* [Task to complete]: Put every line of the data into a JSON list of strings, one string per line, and leave out any blank lines.

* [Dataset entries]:
________________
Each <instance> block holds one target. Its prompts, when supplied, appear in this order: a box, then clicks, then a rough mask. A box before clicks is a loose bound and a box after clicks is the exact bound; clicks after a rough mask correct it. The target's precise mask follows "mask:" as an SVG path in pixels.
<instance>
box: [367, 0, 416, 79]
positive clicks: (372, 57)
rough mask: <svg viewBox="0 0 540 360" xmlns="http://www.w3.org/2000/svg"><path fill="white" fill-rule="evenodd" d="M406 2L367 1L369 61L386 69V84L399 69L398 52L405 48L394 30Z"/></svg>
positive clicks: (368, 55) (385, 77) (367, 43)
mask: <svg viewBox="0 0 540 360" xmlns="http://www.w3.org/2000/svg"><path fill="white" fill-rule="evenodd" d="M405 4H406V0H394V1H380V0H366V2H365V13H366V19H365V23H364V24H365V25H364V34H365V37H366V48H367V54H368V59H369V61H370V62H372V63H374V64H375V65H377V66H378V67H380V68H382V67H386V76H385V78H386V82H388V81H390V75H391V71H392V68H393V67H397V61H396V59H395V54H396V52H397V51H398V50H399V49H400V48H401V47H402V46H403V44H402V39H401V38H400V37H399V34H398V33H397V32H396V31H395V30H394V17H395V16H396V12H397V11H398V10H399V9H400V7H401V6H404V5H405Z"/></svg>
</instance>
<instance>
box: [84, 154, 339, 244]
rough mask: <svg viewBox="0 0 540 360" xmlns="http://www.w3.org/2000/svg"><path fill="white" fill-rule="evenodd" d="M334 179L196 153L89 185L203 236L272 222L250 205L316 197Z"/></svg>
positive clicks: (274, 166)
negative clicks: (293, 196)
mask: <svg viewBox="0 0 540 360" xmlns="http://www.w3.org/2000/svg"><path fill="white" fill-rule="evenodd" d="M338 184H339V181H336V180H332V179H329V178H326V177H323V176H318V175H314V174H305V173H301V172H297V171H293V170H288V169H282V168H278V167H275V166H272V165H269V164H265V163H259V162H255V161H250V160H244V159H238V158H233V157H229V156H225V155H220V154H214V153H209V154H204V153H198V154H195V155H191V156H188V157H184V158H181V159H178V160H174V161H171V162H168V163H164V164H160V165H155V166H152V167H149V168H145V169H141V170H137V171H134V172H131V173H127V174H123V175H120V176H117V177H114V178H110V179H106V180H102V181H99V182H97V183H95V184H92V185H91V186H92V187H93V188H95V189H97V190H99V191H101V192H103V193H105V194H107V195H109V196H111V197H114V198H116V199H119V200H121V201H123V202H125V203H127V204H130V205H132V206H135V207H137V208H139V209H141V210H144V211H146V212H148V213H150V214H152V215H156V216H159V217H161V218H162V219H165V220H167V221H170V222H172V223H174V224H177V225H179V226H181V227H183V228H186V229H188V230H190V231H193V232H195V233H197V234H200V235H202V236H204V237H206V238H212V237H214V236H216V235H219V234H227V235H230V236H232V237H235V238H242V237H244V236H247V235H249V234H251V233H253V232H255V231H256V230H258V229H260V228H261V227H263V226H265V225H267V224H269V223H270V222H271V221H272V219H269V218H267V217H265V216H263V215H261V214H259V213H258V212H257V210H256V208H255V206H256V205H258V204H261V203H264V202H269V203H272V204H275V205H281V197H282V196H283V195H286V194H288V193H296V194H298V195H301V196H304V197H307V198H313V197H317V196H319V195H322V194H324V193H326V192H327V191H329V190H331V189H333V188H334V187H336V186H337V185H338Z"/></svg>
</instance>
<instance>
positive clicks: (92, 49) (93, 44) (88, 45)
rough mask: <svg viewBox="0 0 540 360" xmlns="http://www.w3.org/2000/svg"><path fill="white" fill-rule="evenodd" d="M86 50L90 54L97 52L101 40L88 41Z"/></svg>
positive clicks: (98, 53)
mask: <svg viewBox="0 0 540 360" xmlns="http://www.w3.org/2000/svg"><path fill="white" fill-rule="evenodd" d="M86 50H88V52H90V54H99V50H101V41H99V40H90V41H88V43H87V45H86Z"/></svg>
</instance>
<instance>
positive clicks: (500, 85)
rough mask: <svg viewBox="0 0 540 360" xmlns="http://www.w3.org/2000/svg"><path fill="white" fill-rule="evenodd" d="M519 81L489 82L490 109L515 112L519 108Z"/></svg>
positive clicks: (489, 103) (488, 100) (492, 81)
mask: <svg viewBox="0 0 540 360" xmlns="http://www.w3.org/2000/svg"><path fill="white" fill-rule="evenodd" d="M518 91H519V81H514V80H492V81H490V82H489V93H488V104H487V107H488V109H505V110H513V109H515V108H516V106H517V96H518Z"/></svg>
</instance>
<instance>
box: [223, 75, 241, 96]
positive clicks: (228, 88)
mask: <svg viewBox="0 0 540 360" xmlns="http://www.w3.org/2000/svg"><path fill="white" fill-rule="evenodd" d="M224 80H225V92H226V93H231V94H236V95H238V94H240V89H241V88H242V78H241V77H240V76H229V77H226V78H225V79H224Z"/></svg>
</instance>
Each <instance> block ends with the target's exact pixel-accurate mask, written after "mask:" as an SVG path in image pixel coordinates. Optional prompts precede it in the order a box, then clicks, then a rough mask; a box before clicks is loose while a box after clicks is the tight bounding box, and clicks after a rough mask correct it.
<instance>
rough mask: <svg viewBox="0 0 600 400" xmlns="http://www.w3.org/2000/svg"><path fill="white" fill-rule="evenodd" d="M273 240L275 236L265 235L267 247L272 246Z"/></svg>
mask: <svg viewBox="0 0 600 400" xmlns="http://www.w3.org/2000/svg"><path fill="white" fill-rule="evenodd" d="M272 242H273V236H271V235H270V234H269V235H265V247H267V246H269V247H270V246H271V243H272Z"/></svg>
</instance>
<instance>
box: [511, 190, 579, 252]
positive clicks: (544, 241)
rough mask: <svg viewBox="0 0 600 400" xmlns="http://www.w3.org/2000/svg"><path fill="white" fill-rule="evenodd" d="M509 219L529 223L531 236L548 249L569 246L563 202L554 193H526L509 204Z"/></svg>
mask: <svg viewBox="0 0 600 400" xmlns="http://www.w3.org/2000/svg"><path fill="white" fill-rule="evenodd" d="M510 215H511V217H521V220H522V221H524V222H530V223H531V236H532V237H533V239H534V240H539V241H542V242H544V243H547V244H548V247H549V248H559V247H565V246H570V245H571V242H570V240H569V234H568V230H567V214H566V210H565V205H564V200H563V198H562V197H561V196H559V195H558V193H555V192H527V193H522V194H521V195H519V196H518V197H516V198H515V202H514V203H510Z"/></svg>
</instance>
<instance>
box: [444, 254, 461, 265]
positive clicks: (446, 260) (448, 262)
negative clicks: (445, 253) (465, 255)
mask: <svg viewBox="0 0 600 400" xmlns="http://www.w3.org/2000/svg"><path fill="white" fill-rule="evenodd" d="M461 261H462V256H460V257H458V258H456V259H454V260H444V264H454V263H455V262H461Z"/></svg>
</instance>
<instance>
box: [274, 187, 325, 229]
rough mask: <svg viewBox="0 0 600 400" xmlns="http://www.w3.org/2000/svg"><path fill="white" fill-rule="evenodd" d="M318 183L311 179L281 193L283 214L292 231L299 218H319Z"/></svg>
________________
* [Response box]:
[
  "Each <instance> block holds one target. Its prompts, when supplied, appear in this order: a box, then clicks, then a rough mask. A box before clicks is a loose bound and a box after clicks is the exact bound; clicks after a rough mask correct it. The target's precise mask follows \"mask:\" as an SVG path in pixels.",
  "<instance>",
  "box: [367, 0, 416, 79]",
  "positive clicks: (372, 57)",
  "rough mask: <svg viewBox=\"0 0 540 360\" xmlns=\"http://www.w3.org/2000/svg\"><path fill=\"white\" fill-rule=\"evenodd\" d=\"M406 2L367 1L369 61L386 69V84L399 69L398 52L405 48L394 30Z\"/></svg>",
  "positive clicks: (368, 55) (385, 77) (367, 43)",
  "mask: <svg viewBox=\"0 0 540 360\" xmlns=\"http://www.w3.org/2000/svg\"><path fill=\"white\" fill-rule=\"evenodd\" d=\"M405 4H406V0H394V1H380V0H366V2H365V13H366V19H365V23H364V24H365V25H364V34H365V37H366V48H367V54H368V59H369V61H370V62H372V63H374V64H375V65H377V66H378V67H380V68H382V67H386V76H385V78H386V82H388V81H390V75H391V71H392V68H393V67H397V61H396V59H395V54H396V52H397V51H398V50H399V49H400V48H401V47H402V46H403V44H402V39H401V38H400V37H399V34H398V33H397V32H396V31H395V30H394V17H395V16H396V12H397V11H398V10H399V9H400V7H401V6H404V5H405Z\"/></svg>",
  "</instance>",
  "<instance>",
  "box: [84, 154, 339, 244]",
  "rough mask: <svg viewBox=\"0 0 540 360\" xmlns=\"http://www.w3.org/2000/svg\"><path fill=\"white\" fill-rule=\"evenodd\" d=\"M334 179L196 153L89 185L203 236L272 222L250 205L316 197Z\"/></svg>",
  "positive clicks: (274, 166)",
  "negative clicks: (293, 196)",
  "mask: <svg viewBox=\"0 0 540 360\" xmlns=\"http://www.w3.org/2000/svg\"><path fill=\"white\" fill-rule=\"evenodd\" d=\"M338 184H339V181H336V180H332V179H329V178H326V177H323V176H318V175H314V174H305V173H301V172H297V171H293V170H288V169H282V168H278V167H275V166H272V165H269V164H265V163H259V162H255V161H250V160H244V159H238V158H233V157H229V156H225V155H220V154H214V153H209V154H204V153H198V154H195V155H191V156H188V157H184V158H181V159H178V160H174V161H171V162H168V163H164V164H160V165H155V166H152V167H149V168H145V169H141V170H137V171H134V172H131V173H127V174H123V175H120V176H117V177H114V178H110V179H106V180H102V181H99V182H97V183H95V184H92V185H91V186H92V187H93V188H95V189H97V190H99V191H101V192H103V193H105V194H107V195H109V196H111V197H114V198H116V199H119V200H121V201H123V202H125V203H127V204H130V205H132V206H135V207H137V208H139V209H141V210H144V211H146V212H148V213H150V214H152V215H156V216H159V217H161V218H162V219H165V220H167V221H170V222H172V223H174V224H177V225H179V226H181V227H183V228H186V229H188V230H190V231H193V232H195V233H197V234H200V235H202V236H204V237H206V238H212V237H214V236H216V235H219V234H227V235H230V236H232V237H235V238H242V237H244V236H247V235H249V234H251V233H253V232H255V231H256V230H258V229H260V228H261V227H263V226H265V225H267V224H269V223H270V222H271V221H272V219H269V218H267V217H265V216H263V215H261V214H259V213H258V212H257V210H256V208H255V206H256V205H258V204H261V203H264V202H269V203H272V204H275V205H281V197H282V196H283V195H286V194H288V193H296V194H298V195H301V196H304V197H307V198H313V197H317V196H319V195H322V194H324V193H326V192H327V191H329V190H331V189H333V188H334V187H336V186H337V185H338Z\"/></svg>",
  "</instance>",
  "<instance>",
  "positive clicks: (92, 49) (93, 44) (88, 45)",
  "rough mask: <svg viewBox=\"0 0 540 360\" xmlns=\"http://www.w3.org/2000/svg\"><path fill=\"white\" fill-rule=\"evenodd\" d=\"M86 50L90 54L97 52L101 40L88 41Z\"/></svg>",
  "positive clicks: (98, 53)",
  "mask: <svg viewBox=\"0 0 540 360\" xmlns=\"http://www.w3.org/2000/svg\"><path fill=\"white\" fill-rule=\"evenodd\" d=\"M86 50H88V52H90V54H99V50H101V41H99V40H90V41H88V43H87V45H86Z\"/></svg>",
  "</instance>",
  "<instance>",
  "positive clicks: (500, 85)",
  "rough mask: <svg viewBox=\"0 0 540 360\" xmlns=\"http://www.w3.org/2000/svg\"><path fill=\"white\" fill-rule=\"evenodd\" d=\"M519 81L489 82L490 109L515 112L519 108Z\"/></svg>",
  "positive clicks: (489, 103) (488, 100) (492, 81)",
  "mask: <svg viewBox=\"0 0 540 360\" xmlns=\"http://www.w3.org/2000/svg\"><path fill=\"white\" fill-rule=\"evenodd\" d=\"M518 91H519V81H514V80H492V81H490V82H489V93H488V104H487V107H488V109H505V110H513V109H515V108H516V106H517V96H518Z\"/></svg>",
  "</instance>",
  "<instance>",
  "box: [223, 75, 241, 96]",
  "positive clicks: (228, 88)",
  "mask: <svg viewBox=\"0 0 540 360\" xmlns=\"http://www.w3.org/2000/svg\"><path fill=\"white\" fill-rule=\"evenodd\" d=\"M224 80H225V92H226V93H231V94H236V95H238V94H240V89H241V88H242V78H241V77H240V76H229V77H226V78H225V79H224Z\"/></svg>",
  "</instance>",
  "Each <instance> block ends with the target's exact pixel-accurate mask, written after \"mask:\" as an SVG path in image pixel coordinates. Optional prompts precede it in the order a box, then clicks, then a rough mask; a box before clicks is loose while a box after clicks is the tight bounding box, and clicks after a rough mask correct it.",
  "<instance>",
  "rough mask: <svg viewBox=\"0 0 600 400\" xmlns=\"http://www.w3.org/2000/svg\"><path fill=\"white\" fill-rule=\"evenodd\" d=\"M273 240L275 236L265 235L267 247L272 246Z\"/></svg>",
  "mask: <svg viewBox=\"0 0 600 400\" xmlns=\"http://www.w3.org/2000/svg\"><path fill=\"white\" fill-rule=\"evenodd\" d=\"M272 242H273V236H271V235H270V234H269V235H265V247H267V246H269V247H270V246H271V243H272Z\"/></svg>",
  "</instance>",
  "<instance>",
  "box: [511, 190, 579, 252]",
  "positive clicks: (544, 241)",
  "rough mask: <svg viewBox=\"0 0 600 400\" xmlns=\"http://www.w3.org/2000/svg\"><path fill=\"white\" fill-rule=\"evenodd\" d=\"M509 219L529 223L531 236L548 249L569 246L563 202L554 193H526L509 204Z\"/></svg>",
  "mask: <svg viewBox=\"0 0 600 400\" xmlns=\"http://www.w3.org/2000/svg\"><path fill=\"white\" fill-rule=\"evenodd\" d=\"M510 215H511V217H521V220H522V221H524V222H530V223H531V236H532V237H533V239H534V240H539V241H542V242H544V243H547V244H548V247H549V248H559V247H565V246H570V245H571V242H570V240H569V234H568V230H567V214H566V210H565V205H564V200H563V198H562V197H561V196H559V195H558V193H555V192H527V193H522V194H521V195H519V196H518V197H516V198H515V202H514V203H510Z\"/></svg>",
  "</instance>",
  "<instance>",
  "box: [444, 254, 461, 265]",
  "positive clicks: (446, 260) (448, 262)",
  "negative clicks: (445, 253) (465, 255)",
  "mask: <svg viewBox=\"0 0 600 400\" xmlns=\"http://www.w3.org/2000/svg\"><path fill=\"white\" fill-rule=\"evenodd\" d=\"M461 261H462V256H460V257H458V258H456V259H454V260H444V264H454V263H455V262H461Z\"/></svg>",
  "</instance>",
  "<instance>",
  "box: [274, 187, 325, 229]",
  "rough mask: <svg viewBox=\"0 0 600 400\" xmlns=\"http://www.w3.org/2000/svg\"><path fill=\"white\" fill-rule=\"evenodd\" d=\"M318 183L311 179L281 193L283 214L292 231L299 218H319Z\"/></svg>"
]